--- EXTRAIT FOURNI ---
À droite, les réactions ont été pour le moins… déconcertantes. « Nagez ou coulez, c’est votre choix à vous. Ni la ville ni le pays ni aucun autre service ne vous doivent rien. J’en ai ras-le-bol que les gens attendent qu’on leur file des putains de coups de main. Seuls les forts survivront et les faibles périront » a ainsi réagit Tim Boyd, maire de Colorado City, ville du centre du Texas. (Depuis ce tweet, Tim Boyd n’est plus maire de Colorado City…) Le sénateur républicain texan Ted Cruz a fait fort, lui aussi. Il a carrément… fuit le Texas pour aller profiter du climat de la station balnéaire mexicaine de Cancun. Face à la pression populaire, l’ex-candidat à l’investiture présidentielle a dû revenir la queue entre les jambes…

Place à la solidarité

La situation de très nombreux Texans n’est pas résolue. Deux dangers majeurs les guettent. Un à court-terme : ils sont encore des millions à ne pas avoir accès à l’eau potable. Un autre à moyen-terme : les propriétaires des sociétés qui produisent et distribuent l’électricité vont sans doute répercuter cette crise sur la facture des travailleurs texans. C’est d’ailleurs déjà le cas. Comme le prix du courant varie en fonction du marché, un habitant a eu la mauvaise surprise de devoir payer… 16 752 $ (13 800 €), soit… 70 fois plus que d’habitude. En cause ? Il a utilisé plus de courant pour faire face à la tempête, comme de nombreux autres habitants de l’État.

Si la solution passera par une reprise en main du secteur énergétique par les pouvoirs publics, des initiatives urgentes de solidarité ont vu le jour. Alexandria Ocasio-Cortez (AOC) a ainsi très vite lancé une collecte de fonds. En quelques jours, les associations caritatives locales ont reçu 5 millions de dollars. « Quand une catastrophe frappe, ce n’est pas seulement un problème pour les Texans, c’est un problème pour notre pays tout entier », a déclaré la députée de gauche. « Et notre pays tout entier doit se rassembler et se rallier aux besoins des Texans de tout l’État. » Mais elle surtout pointé le besoin de réponses structurelles. « Nous devons nous assurer que nous prenons des décisions politiques à court et à long terme pour que ce désastre – un désastre évitable – ne se reproduise plus jamais. »

--- Données enregistrées ---
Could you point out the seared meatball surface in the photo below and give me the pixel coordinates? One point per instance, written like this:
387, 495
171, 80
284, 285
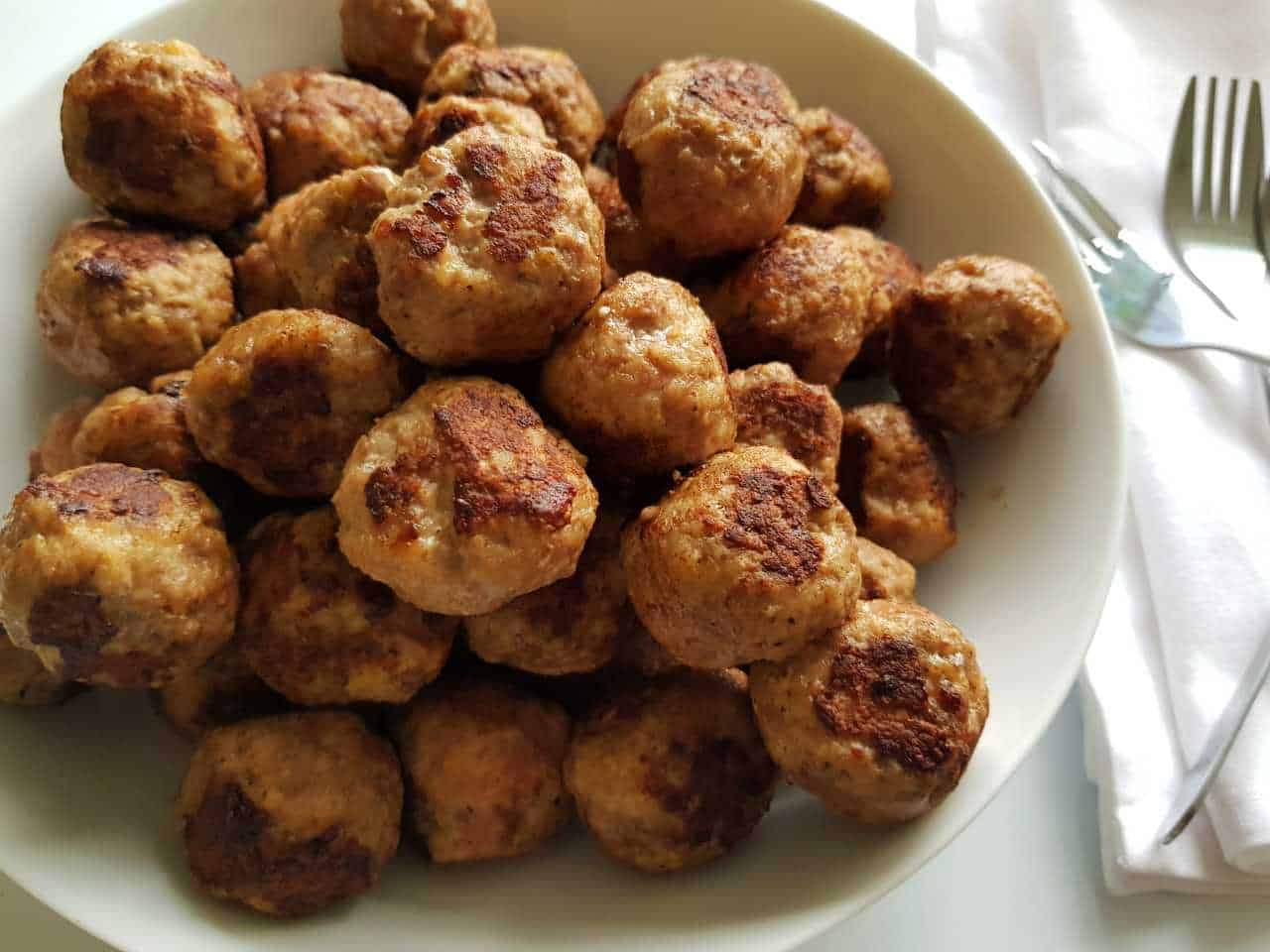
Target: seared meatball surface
878, 720
461, 499
545, 80
749, 557
118, 304
896, 476
671, 774
291, 814
320, 633
160, 131
316, 125
483, 765
976, 343
490, 246
117, 576
640, 382
708, 157
282, 399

--- EXERCICE COURT 1 ---
Recopiez sans rien modifier le passage de l'extrait sur la crise au Texas qui commence aux mots « Place à la solidarité » et s'arrête après les mots « habitants de l’État. ».
--- EXERCICE COURT 2 ---
D'après l'extrait sur la crise au Texas, quelle somme les associations caritatives locales ont-elles reçue en quelques jours grâce à la collecte lancée par Alexandria Ocasio-Cortez ?

--- RÉPONSE ATTENDUE 1 ---
Place à la solidarité

La situation de très nombreux Texans n’est pas résolue. Deux dangers majeurs les guettent. Un à court-terme : ils sont encore des millions à ne pas avoir accès à l’eau potable. Un autre à moyen-terme : les propriétaires des sociétés qui produisent et distribuent l’électricité vont sans doute répercuter cette crise sur la facture des travailleurs texans. C’est d’ailleurs déjà le cas. Comme le prix du courant varie en fonction du marché, un habitant a eu la mauvaise surprise de devoir payer… 16 752 $ (13 800 €), soit… 70 fois plus que d’habitude. En cause ? Il a utilisé plus de courant pour faire face à la tempête, comme de nombreux autres habitants de l’État.

--- RÉPONSE ATTENDUE 2 ---
Elles ont reçu 5 millions de dollars.